How coordinates (latitude and longitude) impact price prediction in real state
Analyzing results for different regression algorithms during house price prediction, we found huge improvement by incluidng latitude and longitude values as feaures for the model. Let’s review and compare some of the results obtained.
- Data belongs to Colombian real state market
- Some of the main features used are:
- Number of rooms
- Number of garages
- Number of bathrooms
- Stratum (Value from 1 to 6 which provides socio-deographics information of the area)
- Type of property
- Age of the property
- Size of the property
- Geographic location of the property
- Price of property (which is the target feature)
Data Exploratory
For data exploratory analysis we choose Rapidminer Studio. Let’s perform some basic EDA for the most important characteristics of the data to be used.
The current dataset belongs to properties from Colombia. As we can see in next plot, most of the samples are contained between 350M and 1000M
Number of rooms is contained between 1 and 5.
Number of bathrooms is within 1 and 5, same as number of rooms.
Number of garages is between 0 and 4.
The “stratum” feature helps to provide a socio-demographic idea of the area where the property is located. Range is from 1 to 6, where 1 is low income area and 6 is high income area.
Another important feature is area of the property. This plot shows a lot of outliers that require treatment.
Data definition
Based on previous basic analysis, we have defined following filters in order to get a model more accurate.
- Stratum equals to 4. Other stratum requires to consider more features to get more accuracy on the model. After the filter is applied, this column is useless so it will be dropped.
- Price below 600M. For Stratum 4, 600M is a good thresholds to discard outliers.
- Total area in square meters is maximum 180. Same as price, for stratum 4, 180 square meters is a good threshold to discard outliers.
- For the price we applied a range reduction in order to change from millions to thousands by dividing all rows by 1M.
Since we are using pandas to load the data in tabular form, we use dataframe functions to filter the data.
In order to get how much improvement is reached by using coordinates, we have defined 2 filters and performed model training for each filter.
Filter 1: Without coordinates
{
df['price'] = data['price']/1000000
df = df[df['stratum'] == 4]
df = df[df['price'] <= 600]
df = df[df['total_area_m2'] == 180]
df.drop('stratum', axis=1, inplace=True)
}
Filter 2: Coordinates for Colombia Capital (Bogota)
{
df['price'] = data['price']/1000000
df = df[df['stratum'] == 4]
df = df[df['price'] <= 600]
df = df[df['total_area_m2'] == 180]
df = df[df['lat'] <= 4.8]
df = df[df['lat'] >= 4.6]
df = df[df['lng'] <= -74.2]
df = df[df['lng'] >= -74.0]
df.drop('stratum', axis=1, inplace=True)
}
Model Training
In order to apply different hiperparameters for all the regressions (since we are predicting a price, the model training must be a regression) functions selected, we have prepared different functions for each model with several parameters.
The best parameters for each model will be selected and the results along with the configuration will be appended to a dataframe to compare the results.
results = results.append(linear_regression(x_train, y_train, x_test, y_test), ignore_index=True)
results = results.append(ransac(x_train, y_train, x_test, y_test), ignore_index=True)

> Recorded data
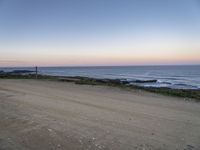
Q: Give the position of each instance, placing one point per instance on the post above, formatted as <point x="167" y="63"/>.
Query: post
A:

> Problem
Write what comes next in the article above on how latitude and longitude affect house price prediction, starting after its last line.

> Answer for the task
results = results.append(ridge(x_train, y_train, x_test, y_test), ignore_index=True)
results = results.append(elasticnet(x_train, y_train, x_test, y_test), ignore_index=True)
results = results.append(linearsvr(x_train, y_train, x_test, y_test), ignore_index=True)
results = results.append(bayesianridge(x_train, y_train, x_test, y_test), ignore_index=True)
results = results.append(lasso(x_train, y_train, x_test, y_test), ignore_index=True)
results = results.append(decisiontree_regressor(x_train, y_train, x_test, y_test), ignore_index=True)
results = results.append(randomforest_regressor(x_train, y_train, x_test, y_test), ignore_index=True)
results = results.append(gradientboost_regressor(x_train, y_train, x_test, y_test), ignore_index=True)
results = results.append(sgd_regressor(x_train, y_train, x_test, y_test), ignore_index=True)
results = results.append(huber_regressor(x_train, y_train, x_test, y_test), ignore_index=True)
results = results.append(theilsen_regressor(x_train, y_train, x_test, y_test), ignore_index=True)
results = results.append(xgboost(x_train, y_train, x_test, y_test), ignore_index=True)
Model Evaluation
During training model, we splitted the data with 80% used for training and 20% for testing. RMSE is used to compare the accurateness of the models. Basically we get the RMSE between the price predicted and real price from the testing dataset.
Best results are obtained for XGBoost, Random Forest Regressor, Gradient Boost, Decission Tree Regressor etc. In the case of data from filter 1 (Without coordinates) the best RMSE is 51.8M
For filter 2 (including coordinates in the dataset), the improvement is high, with a reduction of 12M in RMSE. XGBoost and Random Forest continues to be the best model reaching a RMSE of 39.7M
Final Thoughts
As we can see, the coordinates can be a very important feature (as it was supposed, since it is well know that real state is all about location, location, location) to consider in house prediction.
In additional testing, we have found some additional insights that we can consider in order to improve the accuracy of house pricing models.
- Continue to add more data. I have been feeding my dataset with additional data and always getting small improvements in the results.
- Consider more features such as: Security in the area, quality of schools nearby, parks/malls/stores nearby, accessibility, noise levels etc.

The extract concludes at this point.